──────── SELECTED EXTRACT ────────

EU Exit, Negotiations Must Be Fair

THE draft guidelines published on Friday 31st March, for how the EU will approach negotiations for Britain’s exit, confirm how necessary it is to leave that anti-working class, anti-democratic organisation.

As might be expected from a body founded on the principles of so-called “free market” fundamentalism, the document unveiled by the unelected President of the European Council gives special priority to the interests of “business.”

These are referred to explicitly on five separate occasions in Donald Tusk’s rather brief paper, alongside the interests of the EU and its citizens generally.

There are no references to the interests of workers, employees or their trades unions.

The guidelines propose a phased approach to the negotiations, with sufficient agreement required on a divorce settlement before any formal discussions begin on a new relationship and the transitional arrangements towards it.

This could prove advantageous, given the kind of conditions that the EU would attach to any future trade agreement, namely, that it “must ensure a level playing field in terms of competition and state aid, and must encompass safeguards against unfair competitive advantages through, inter alia, fiscal, social and environmental dumping.”

A right-wing Tory government might well be prepared to sign up to such a deal, but a left-led Labour government could not do so without selling its soul to the devils of deindustrialisation, deregulation and privatisation.

────────

**PROBLEMS:**
**a)** Name the three "devils" that the EU exit article says a left-led Labour government would be selling its soul to.
**b)** Rewrite the part of the EU exit article that opens with the words containing "EU Exit, Negotiations" and closes with "its citizens generally.", putting "text" in place of "paper".
**c)** According to the EU exit article, on what date were the draft guidelines published?
The listing comes from a separate, unrelated source.

──────── SUPPLIED DATA ────────

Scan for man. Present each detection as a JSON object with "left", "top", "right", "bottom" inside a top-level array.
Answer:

────────

**RESULTS OF THE TASKS:**
**a)** deindustrialisation, deregulation, privatisation

**b)**
EU Exit, Negotiations Must Be Fair

THE draft guidelines published on Friday 31st March, for how the EU will approach negotiations for Britain’s exit, confirm how necessary it is to leave that anti-working class, anti-democratic organisation.

As might be expected from a body founded on the principles of so-called “free market” fundamentalism, the document unveiled by the unelected President of the European Council gives special priority to the interests of “business.”

These are referred to explicitly on five separate occasions in Donald Tusk’s rather brief text, alongside the interests of the EU and its citizens generally.

**c)** Friday 31st March